INSTRUCTIONS
- a) Answer these questions using the profile of Kimani C. Toussaint, Jr.
(i) At which university did he complete his undergraduate education?
(ii) How old was he when he wondered why a light bulb comes on when a switch is flipped?
(iii) In front of a class, which does he always strive to do: inspire students or discourage them?
- b) From the profile of Kimani C. Toussaint, Jr., pull out the passage starting at "Why does a light" and ending at "to ask questions.".
- c) Rewrite the paragraph of the Toussaint profile that begins "Why does a light bulb come on" more briefly, keeping its main facts.

PASSAGE FOR REVIEW
------------------------------
Kimani C. Toussaint, Jr
University of Illinois at Urbana-Champaign, United StatesFor contributions to quantitative nonlinear optical imaging of tissues, polarization wavefront engineering in free space, and the development and application of multifunctional plasmonic nanoantennas.
Why does a light bulb come on when a switch is flipped? This was a question that Kimani C. Toussaint, Jr., Associate Professor at the University of Illinois at Urbana-Champaign, asked himself when he was 6-years old. His interest in optics came much later, when he met the late Anthony Garito, a physics professor during Kimani’s undergraduate education at the University of Pennsylvania. Before his encounter with Professor Garito, Kimani did not know that optics existed as a field. He found Professor Garito’s enthusiasm about optics contagious and always stayed after class to ask questions.
“It is interesting how such a simple act of encouraging a student to ask questions—both during and after class—could have such a profound impact on the student’s career path. Since that time I have taken that experience with me. So, now that I am a professor, I try to keep in mind the responsibility that comes with my position. In front of a class, I can help to either inspire or discourage a student, and I always strive for the former,” Kimani says.
------------------------------
RAW DATA

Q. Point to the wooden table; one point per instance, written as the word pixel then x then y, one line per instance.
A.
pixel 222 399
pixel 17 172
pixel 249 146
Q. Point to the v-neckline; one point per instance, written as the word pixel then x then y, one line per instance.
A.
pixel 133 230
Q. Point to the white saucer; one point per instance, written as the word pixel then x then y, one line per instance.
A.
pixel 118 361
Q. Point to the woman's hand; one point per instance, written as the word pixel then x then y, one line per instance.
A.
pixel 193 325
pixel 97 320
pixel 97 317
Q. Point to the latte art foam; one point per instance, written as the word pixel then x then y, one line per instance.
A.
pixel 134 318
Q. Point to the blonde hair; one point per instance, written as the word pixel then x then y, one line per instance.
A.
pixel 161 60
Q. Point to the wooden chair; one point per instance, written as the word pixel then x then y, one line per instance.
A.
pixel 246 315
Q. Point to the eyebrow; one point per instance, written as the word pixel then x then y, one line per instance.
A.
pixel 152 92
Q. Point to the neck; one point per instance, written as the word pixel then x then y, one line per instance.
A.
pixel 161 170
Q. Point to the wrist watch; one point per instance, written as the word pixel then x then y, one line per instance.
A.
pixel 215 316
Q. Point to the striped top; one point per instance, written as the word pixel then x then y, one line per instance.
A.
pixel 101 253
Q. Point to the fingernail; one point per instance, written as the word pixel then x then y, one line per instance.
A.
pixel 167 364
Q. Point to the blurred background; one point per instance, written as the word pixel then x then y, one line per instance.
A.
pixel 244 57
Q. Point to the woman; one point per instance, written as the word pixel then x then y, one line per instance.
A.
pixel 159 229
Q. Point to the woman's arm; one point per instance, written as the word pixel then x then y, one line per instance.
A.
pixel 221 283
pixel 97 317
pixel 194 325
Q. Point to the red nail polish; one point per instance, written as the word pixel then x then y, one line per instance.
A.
------------------------------
SOLUTIONS BY TASK
- a)
(i) The University of Pennsylvania
(ii) 6 years old
(iii) Inspire them

- b)
Why does a light bulb come on when a switch is flipped? This was a question that Kimani C. Toussaint, Jr., Associate Professor at the University of Illinois at Urbana-Champaign, asked himself when he was 6-years old. His interest in optics came much later, when he met the late Anthony Garito, a physics professor during Kimani’s undergraduate education at the University of Pennsylvania. Before his encounter with Professor Garito, Kimani did not know that optics existed as a field. He found Professor Garito’s enthusiasm about optics contagious and always stayed after class to ask questions.

- c) At age 6, Kimani C. Toussaint, Jr., now an Associate Professor at the University of Illinois at Urbana-Champaign, wondered why a light bulb comes on when a switch is flipped. His interest in optics began later, as an undergraduate at the University of Pennsylvania, when he met the late physics professor Anthony Garito. Until then he hadn't known optics was a field. Garito's enthusiasm was contagious, and Kimani always stayed after class to ask questions.